-- What to work on --
Look through the lines below and extract any with the word "lamp".

-- Record set --
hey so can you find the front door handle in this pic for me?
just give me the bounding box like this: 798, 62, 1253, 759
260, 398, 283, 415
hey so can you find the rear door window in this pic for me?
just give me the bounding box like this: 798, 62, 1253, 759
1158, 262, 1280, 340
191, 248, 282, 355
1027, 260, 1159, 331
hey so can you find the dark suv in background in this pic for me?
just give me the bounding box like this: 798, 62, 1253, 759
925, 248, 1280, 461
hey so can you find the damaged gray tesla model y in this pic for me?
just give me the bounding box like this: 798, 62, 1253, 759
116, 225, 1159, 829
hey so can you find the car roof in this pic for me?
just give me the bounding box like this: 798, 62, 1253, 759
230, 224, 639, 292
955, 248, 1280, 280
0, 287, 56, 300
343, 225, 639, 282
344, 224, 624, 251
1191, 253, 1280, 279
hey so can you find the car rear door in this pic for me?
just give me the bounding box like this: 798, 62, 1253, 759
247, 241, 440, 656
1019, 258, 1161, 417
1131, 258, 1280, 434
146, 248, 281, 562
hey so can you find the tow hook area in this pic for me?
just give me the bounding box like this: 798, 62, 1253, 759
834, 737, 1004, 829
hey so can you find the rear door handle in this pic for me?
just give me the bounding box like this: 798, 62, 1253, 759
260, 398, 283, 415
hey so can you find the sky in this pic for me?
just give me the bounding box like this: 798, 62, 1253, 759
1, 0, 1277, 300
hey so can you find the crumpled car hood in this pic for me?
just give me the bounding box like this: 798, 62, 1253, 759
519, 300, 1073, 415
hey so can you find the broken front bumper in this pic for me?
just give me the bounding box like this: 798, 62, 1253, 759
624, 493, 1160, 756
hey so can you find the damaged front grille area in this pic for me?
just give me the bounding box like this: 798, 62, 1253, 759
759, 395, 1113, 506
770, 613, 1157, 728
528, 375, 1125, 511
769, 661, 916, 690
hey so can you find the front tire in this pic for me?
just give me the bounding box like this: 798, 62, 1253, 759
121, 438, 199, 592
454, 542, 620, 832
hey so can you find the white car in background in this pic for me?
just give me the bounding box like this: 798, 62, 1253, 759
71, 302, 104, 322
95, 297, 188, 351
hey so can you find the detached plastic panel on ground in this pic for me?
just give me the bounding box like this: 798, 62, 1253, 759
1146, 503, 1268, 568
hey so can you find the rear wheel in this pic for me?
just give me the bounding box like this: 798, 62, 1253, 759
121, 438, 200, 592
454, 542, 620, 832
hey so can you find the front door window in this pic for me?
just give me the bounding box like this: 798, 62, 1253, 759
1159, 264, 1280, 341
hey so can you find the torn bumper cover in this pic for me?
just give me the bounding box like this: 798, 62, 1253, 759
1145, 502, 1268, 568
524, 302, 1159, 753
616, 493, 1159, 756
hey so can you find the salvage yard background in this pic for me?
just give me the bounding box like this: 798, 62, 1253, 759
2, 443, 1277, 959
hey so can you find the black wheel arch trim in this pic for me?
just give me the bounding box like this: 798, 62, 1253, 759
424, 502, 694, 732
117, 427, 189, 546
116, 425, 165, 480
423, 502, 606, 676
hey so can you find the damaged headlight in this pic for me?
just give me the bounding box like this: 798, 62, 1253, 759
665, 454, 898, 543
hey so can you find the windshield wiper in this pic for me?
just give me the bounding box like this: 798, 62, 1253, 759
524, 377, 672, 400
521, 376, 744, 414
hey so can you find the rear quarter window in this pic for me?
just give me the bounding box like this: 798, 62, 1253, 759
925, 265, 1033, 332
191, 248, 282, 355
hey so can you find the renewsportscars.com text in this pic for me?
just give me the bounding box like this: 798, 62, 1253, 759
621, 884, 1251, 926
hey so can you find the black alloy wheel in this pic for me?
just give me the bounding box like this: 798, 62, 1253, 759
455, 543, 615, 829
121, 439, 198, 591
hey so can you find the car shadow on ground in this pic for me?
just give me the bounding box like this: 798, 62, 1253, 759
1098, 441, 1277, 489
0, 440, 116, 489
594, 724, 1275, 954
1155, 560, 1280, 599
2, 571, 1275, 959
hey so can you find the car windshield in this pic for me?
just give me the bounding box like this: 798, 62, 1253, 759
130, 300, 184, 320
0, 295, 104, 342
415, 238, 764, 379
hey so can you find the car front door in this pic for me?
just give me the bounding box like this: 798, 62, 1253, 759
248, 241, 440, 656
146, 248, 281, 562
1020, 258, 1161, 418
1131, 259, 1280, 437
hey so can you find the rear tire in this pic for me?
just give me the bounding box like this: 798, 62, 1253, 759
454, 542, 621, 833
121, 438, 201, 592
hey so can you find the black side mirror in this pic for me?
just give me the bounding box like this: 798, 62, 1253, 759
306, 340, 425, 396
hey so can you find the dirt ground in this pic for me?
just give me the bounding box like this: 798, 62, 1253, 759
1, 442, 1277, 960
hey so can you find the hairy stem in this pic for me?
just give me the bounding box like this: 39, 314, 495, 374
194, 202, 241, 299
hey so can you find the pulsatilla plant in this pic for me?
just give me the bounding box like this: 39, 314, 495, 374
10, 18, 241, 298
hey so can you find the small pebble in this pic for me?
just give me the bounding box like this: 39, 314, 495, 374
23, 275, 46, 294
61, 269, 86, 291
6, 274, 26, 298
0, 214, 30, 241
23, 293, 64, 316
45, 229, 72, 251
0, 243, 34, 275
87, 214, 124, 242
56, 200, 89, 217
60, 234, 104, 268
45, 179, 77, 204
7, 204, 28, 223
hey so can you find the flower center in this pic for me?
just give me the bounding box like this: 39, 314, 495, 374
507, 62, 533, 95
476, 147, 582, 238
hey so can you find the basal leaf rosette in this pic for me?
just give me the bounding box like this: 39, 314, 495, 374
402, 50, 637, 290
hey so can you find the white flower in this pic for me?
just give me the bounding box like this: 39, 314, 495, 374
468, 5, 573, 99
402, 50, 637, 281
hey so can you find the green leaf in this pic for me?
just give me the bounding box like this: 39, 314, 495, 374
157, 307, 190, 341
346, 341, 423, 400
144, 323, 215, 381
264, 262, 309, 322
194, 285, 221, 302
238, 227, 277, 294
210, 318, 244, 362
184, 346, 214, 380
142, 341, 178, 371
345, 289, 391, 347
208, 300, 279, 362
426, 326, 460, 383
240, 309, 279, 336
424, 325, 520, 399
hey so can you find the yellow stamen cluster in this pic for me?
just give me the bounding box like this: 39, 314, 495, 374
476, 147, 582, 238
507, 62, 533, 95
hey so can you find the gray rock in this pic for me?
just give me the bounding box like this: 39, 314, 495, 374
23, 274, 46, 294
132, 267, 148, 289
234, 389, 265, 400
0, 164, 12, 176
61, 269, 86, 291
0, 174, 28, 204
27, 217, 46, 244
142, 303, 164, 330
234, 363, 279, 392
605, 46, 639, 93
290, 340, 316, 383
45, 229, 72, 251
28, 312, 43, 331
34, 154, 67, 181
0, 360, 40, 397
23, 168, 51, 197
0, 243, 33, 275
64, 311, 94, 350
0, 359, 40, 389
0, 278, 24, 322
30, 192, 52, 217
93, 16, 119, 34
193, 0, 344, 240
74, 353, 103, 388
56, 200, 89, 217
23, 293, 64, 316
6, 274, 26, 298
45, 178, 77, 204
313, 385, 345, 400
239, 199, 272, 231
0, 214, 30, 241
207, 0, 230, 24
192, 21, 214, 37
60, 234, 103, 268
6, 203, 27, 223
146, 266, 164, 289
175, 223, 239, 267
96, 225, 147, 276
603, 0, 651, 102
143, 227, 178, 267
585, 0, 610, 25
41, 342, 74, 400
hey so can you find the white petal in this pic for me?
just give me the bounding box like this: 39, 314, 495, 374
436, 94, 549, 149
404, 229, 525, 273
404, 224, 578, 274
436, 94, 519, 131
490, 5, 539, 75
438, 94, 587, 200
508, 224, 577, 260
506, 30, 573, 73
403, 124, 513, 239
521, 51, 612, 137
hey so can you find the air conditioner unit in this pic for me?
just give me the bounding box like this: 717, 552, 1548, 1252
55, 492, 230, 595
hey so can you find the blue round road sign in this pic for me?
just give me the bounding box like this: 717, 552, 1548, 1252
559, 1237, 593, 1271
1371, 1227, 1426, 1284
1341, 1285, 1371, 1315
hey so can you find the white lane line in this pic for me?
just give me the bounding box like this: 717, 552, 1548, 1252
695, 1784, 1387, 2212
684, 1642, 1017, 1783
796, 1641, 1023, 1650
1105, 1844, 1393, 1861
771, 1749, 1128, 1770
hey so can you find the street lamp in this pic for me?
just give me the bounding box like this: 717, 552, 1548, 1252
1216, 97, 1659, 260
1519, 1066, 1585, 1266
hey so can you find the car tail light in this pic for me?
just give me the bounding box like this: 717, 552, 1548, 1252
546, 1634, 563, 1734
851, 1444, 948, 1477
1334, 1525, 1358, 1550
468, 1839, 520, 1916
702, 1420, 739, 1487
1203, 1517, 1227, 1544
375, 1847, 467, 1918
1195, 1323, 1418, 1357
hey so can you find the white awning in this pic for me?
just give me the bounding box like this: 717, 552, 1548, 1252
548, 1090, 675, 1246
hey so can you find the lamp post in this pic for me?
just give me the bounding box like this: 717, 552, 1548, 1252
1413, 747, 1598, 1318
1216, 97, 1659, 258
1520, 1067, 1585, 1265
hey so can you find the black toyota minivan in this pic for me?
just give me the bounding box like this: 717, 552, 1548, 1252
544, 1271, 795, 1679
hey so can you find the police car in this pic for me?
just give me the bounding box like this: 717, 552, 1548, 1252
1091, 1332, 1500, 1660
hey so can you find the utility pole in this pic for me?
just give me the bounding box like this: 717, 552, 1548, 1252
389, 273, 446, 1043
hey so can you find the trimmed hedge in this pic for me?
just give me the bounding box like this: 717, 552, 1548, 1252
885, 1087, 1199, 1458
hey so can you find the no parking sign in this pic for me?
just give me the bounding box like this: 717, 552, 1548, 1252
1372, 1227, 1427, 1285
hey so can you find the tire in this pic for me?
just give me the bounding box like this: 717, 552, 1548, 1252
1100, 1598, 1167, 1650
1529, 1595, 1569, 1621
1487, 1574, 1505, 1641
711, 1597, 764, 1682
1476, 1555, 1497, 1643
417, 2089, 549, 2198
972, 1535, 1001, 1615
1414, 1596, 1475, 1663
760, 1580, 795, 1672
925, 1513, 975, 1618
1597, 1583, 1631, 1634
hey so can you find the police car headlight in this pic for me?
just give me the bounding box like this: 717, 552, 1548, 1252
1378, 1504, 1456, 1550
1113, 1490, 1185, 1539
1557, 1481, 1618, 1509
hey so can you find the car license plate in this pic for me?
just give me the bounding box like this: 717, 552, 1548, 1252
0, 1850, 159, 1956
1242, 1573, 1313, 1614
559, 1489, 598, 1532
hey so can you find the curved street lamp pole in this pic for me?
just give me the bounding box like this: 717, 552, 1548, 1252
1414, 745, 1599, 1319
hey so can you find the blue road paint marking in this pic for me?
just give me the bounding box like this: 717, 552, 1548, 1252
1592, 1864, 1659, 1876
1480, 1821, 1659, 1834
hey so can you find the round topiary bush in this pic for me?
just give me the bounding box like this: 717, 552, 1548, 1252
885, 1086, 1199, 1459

-- Response area --
hey so can you find the street lamp in this pic for me?
hey so can you find the lamp post in this pic for me?
hey so can you find the curved street lamp pole in this pic for me?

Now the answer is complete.